# Provided text
** start **

The results can be generalized to all kinds of Generative Adversarial Networks adjusted with gradient based optimization methods, because even having achieved very stable models (at least with both CNN and RNN architectures), the resulting models do not show very good results in comparison to other methods (char-rnn for instance). In the research and development of this work, some GAN versions trained using reinforcement learning algorithms and showing good results have appeared in the bibliography. Still, other models like variational autoencoders perform well without such a complex setting.

Nevertheless, a potential production-ready application for the architectures developed in this work could be a keyword generation system for specific domains. As they represent short pieces of text which may not be gramatically correct, the approaches described in this work could perform well. A good example could be generating novel keywords for increasing the variability of them in online marketing campaigns. In this field, vast amounts of keywords are used in order to try to cover a whole field maximizing the market share. This task is typically done manually, with the help of some automation tools. These algorithms could ingest a big amount of existing keywords and generate new ones, strongly related with the existing ones, but different.

Further work

A set of next steps has been identified in order to provide the reader with ideas on how to continue this research line, in case he/she is interested. These ideas have been collected during the research and development of this work, and only those which have been partially tested or even not tested (and seem to be promising to the intuition of the author) have been included here.

** end **

# Dataset extract
** start **

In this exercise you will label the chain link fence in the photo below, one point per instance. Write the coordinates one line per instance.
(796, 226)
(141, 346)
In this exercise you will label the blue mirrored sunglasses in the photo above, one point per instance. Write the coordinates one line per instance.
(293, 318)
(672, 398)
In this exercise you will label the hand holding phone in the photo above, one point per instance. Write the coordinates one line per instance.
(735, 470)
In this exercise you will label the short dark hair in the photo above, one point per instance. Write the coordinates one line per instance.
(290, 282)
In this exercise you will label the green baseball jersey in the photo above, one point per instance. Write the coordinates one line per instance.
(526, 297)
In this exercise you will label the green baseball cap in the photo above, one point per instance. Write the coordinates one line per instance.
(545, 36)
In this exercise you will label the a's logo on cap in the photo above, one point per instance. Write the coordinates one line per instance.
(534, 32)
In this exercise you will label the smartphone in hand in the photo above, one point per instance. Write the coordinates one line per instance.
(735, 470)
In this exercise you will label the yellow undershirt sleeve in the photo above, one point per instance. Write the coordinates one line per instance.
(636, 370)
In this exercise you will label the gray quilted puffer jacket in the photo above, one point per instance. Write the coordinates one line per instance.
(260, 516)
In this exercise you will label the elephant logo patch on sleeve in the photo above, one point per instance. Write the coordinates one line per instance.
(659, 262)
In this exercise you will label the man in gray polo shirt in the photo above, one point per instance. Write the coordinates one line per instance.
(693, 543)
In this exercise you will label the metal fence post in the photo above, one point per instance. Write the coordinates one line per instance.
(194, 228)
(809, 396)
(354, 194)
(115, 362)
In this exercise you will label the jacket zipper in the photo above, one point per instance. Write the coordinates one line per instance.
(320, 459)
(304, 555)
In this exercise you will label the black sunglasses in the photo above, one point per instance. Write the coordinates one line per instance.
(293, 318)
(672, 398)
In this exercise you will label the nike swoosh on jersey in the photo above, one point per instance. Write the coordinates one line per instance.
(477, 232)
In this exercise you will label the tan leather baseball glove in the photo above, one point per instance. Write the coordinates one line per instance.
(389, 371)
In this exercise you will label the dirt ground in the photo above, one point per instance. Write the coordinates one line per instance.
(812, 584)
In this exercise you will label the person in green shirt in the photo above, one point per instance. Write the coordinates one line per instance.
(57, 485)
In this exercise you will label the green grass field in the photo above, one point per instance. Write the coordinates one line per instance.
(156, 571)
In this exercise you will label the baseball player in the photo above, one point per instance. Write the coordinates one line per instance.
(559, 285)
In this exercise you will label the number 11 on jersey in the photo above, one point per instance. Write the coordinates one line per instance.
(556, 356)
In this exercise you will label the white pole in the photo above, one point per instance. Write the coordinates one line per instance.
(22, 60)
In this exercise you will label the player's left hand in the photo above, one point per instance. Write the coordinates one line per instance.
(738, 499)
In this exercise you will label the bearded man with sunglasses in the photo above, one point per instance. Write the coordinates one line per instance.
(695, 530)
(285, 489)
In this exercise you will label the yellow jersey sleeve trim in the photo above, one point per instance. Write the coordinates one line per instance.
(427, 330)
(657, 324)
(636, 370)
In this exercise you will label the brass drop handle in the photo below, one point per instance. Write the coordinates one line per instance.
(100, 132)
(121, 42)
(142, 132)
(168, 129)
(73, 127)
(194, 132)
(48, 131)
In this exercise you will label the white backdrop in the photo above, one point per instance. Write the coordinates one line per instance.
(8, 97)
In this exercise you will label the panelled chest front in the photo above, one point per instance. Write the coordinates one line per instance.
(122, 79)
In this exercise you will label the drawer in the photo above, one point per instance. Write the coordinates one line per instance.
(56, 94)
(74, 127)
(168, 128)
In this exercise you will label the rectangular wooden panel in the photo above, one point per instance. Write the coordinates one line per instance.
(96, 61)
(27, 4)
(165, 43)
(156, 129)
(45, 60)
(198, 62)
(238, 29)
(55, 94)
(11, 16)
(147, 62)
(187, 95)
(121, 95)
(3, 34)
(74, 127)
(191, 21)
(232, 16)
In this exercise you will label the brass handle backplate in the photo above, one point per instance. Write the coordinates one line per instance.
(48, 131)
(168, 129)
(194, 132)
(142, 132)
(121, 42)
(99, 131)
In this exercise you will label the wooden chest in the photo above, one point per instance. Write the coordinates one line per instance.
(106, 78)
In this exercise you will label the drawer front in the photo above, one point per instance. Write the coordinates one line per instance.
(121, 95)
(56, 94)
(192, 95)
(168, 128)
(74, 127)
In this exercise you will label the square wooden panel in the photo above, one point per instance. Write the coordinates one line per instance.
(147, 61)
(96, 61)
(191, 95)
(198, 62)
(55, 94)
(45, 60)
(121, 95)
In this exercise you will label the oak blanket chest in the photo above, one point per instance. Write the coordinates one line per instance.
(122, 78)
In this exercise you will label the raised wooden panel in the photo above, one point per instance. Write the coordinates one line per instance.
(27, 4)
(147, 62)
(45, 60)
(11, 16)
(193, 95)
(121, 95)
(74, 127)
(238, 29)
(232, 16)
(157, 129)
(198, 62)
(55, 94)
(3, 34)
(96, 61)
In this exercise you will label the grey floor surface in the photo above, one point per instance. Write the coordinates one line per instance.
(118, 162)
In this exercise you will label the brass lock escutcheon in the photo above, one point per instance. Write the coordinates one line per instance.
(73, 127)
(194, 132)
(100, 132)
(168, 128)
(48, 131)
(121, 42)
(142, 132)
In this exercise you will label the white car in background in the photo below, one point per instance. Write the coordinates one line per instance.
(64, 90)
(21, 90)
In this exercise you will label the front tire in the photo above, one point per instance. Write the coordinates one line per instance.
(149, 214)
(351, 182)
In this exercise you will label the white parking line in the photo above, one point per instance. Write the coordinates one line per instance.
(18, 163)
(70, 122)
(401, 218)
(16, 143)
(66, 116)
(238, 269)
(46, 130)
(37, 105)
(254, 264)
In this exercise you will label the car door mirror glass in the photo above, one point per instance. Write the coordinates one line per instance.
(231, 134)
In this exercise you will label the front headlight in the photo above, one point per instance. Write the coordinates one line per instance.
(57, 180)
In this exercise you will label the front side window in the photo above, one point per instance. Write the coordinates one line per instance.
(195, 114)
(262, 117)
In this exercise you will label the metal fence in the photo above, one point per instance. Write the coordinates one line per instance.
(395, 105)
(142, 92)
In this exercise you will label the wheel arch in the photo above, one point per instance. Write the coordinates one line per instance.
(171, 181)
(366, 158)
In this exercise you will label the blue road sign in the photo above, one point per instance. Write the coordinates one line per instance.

** end **

# Prompt
Quote everything from "A set of next" down to "been included here." in the text above on Generative Adversarial Networks.

# Result for this task
A set of next steps has been identified in order to provide the reader with ideas on how to continue this research line, in case he/she is interested. These ideas have been collected during the research and development of this work, and only those which have been partially tested or even not tested (and seem to be promising to the intuition of the author) have been included here.